▸ PROMPT: Copy the data below, substituting "Label" for each "Target" and leaving everything else unchanged.

++++++++

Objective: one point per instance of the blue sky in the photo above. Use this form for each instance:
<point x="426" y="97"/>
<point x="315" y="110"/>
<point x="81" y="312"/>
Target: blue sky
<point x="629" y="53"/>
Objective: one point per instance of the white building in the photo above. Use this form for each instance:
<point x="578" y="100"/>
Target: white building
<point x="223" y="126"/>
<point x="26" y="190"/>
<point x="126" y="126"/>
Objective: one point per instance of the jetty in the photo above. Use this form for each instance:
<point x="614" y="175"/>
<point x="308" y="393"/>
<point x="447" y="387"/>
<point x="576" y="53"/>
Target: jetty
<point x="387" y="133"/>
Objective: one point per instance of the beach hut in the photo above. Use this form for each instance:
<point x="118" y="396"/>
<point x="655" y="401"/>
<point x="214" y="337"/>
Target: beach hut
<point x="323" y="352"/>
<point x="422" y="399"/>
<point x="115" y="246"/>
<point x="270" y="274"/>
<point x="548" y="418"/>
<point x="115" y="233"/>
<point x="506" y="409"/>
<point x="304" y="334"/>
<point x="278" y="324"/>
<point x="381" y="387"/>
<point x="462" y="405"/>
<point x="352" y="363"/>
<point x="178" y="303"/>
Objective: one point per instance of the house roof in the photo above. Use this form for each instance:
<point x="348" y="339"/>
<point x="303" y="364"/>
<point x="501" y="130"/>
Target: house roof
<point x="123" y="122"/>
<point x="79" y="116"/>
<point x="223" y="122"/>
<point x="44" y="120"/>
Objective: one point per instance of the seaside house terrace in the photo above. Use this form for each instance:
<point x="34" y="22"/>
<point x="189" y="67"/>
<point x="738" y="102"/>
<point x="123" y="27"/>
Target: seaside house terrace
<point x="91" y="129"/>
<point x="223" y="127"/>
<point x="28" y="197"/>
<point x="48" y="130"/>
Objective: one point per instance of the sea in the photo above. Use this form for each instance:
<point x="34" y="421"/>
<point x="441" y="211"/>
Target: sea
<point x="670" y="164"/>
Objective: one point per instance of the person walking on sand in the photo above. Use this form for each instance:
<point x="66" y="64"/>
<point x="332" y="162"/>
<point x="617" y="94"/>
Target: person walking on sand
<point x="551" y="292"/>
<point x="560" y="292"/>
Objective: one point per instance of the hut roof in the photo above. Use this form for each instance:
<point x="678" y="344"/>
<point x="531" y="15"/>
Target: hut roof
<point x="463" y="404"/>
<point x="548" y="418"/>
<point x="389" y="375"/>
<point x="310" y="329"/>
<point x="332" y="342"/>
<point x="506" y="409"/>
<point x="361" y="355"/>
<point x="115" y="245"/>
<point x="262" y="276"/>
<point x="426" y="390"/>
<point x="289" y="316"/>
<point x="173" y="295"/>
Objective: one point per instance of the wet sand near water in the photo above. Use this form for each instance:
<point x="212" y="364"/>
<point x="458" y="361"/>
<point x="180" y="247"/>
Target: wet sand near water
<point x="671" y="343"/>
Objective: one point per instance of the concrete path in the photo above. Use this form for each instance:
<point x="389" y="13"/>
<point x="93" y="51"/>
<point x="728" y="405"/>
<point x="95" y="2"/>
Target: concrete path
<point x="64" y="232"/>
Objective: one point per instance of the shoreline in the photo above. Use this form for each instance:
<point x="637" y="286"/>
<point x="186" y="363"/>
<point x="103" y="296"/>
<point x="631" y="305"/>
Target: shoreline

++++++++

▸ WORKED ANSWER:
Objective: one point per instance of the blue sky in the photo above. Use this form for each instance:
<point x="426" y="97"/>
<point x="315" y="110"/>
<point x="81" y="312"/>
Label: blue sky
<point x="629" y="53"/>
Objective: one point per instance of the white building in the photo above. Use this form for each instance:
<point x="578" y="100"/>
Label: white building
<point x="223" y="126"/>
<point x="26" y="190"/>
<point x="126" y="126"/>
Objective: one point per instance of the jetty in the photo above. Use this form for each instance:
<point x="614" y="175"/>
<point x="308" y="393"/>
<point x="447" y="387"/>
<point x="576" y="53"/>
Label: jetty
<point x="387" y="133"/>
Objective: one point per instance of the beach hut in the photo above. Use this form for each instance:
<point x="118" y="396"/>
<point x="655" y="401"/>
<point x="214" y="337"/>
Label: beach hut
<point x="323" y="352"/>
<point x="422" y="399"/>
<point x="115" y="246"/>
<point x="270" y="274"/>
<point x="548" y="418"/>
<point x="115" y="233"/>
<point x="506" y="409"/>
<point x="304" y="334"/>
<point x="278" y="324"/>
<point x="381" y="387"/>
<point x="462" y="405"/>
<point x="352" y="363"/>
<point x="178" y="303"/>
Objective: one point per instance of the house roof in the photo above. Use this form for each instance:
<point x="348" y="339"/>
<point x="303" y="364"/>
<point x="501" y="130"/>
Label: house roof
<point x="123" y="122"/>
<point x="79" y="116"/>
<point x="223" y="122"/>
<point x="44" y="120"/>
Objective: one point per instance of the seaside house terrace in the photo above. Use this form for each instance:
<point x="34" y="22"/>
<point x="189" y="67"/>
<point x="738" y="102"/>
<point x="123" y="27"/>
Label: seaside house terrace
<point x="91" y="129"/>
<point x="223" y="127"/>
<point x="28" y="197"/>
<point x="48" y="130"/>
Objective: one point per instance of the sea in the photo above. Use this form for each instance:
<point x="34" y="421"/>
<point x="441" y="211"/>
Label: sea
<point x="670" y="164"/>
Objective: one point per instance of the person walking on sand in the photo above. Use this form for each instance:
<point x="66" y="64"/>
<point x="332" y="162"/>
<point x="617" y="94"/>
Label: person walking on sand
<point x="551" y="292"/>
<point x="560" y="292"/>
Objective: one point per instance of the hut roof in the photo above. Use this form for each instance:
<point x="678" y="344"/>
<point x="531" y="15"/>
Label: hut roof
<point x="463" y="404"/>
<point x="548" y="418"/>
<point x="389" y="375"/>
<point x="310" y="329"/>
<point x="332" y="342"/>
<point x="506" y="409"/>
<point x="361" y="355"/>
<point x="115" y="245"/>
<point x="262" y="276"/>
<point x="426" y="390"/>
<point x="289" y="316"/>
<point x="173" y="295"/>
Objective: one point per instance of the wet sand near water in the photo above. Use this form for each instance:
<point x="212" y="364"/>
<point x="458" y="361"/>
<point x="180" y="247"/>
Label: wet sand near water
<point x="671" y="343"/>
Objective: one point per instance of the concrete path in the photo above. Use this form for each instance:
<point x="389" y="13"/>
<point x="93" y="51"/>
<point x="728" y="405"/>
<point x="95" y="2"/>
Label: concrete path
<point x="64" y="232"/>
Objective: one point per instance of the shoreline in the photo above. Use this form for each instance:
<point x="637" y="286"/>
<point x="186" y="363"/>
<point x="103" y="296"/>
<point x="631" y="305"/>
Label: shoreline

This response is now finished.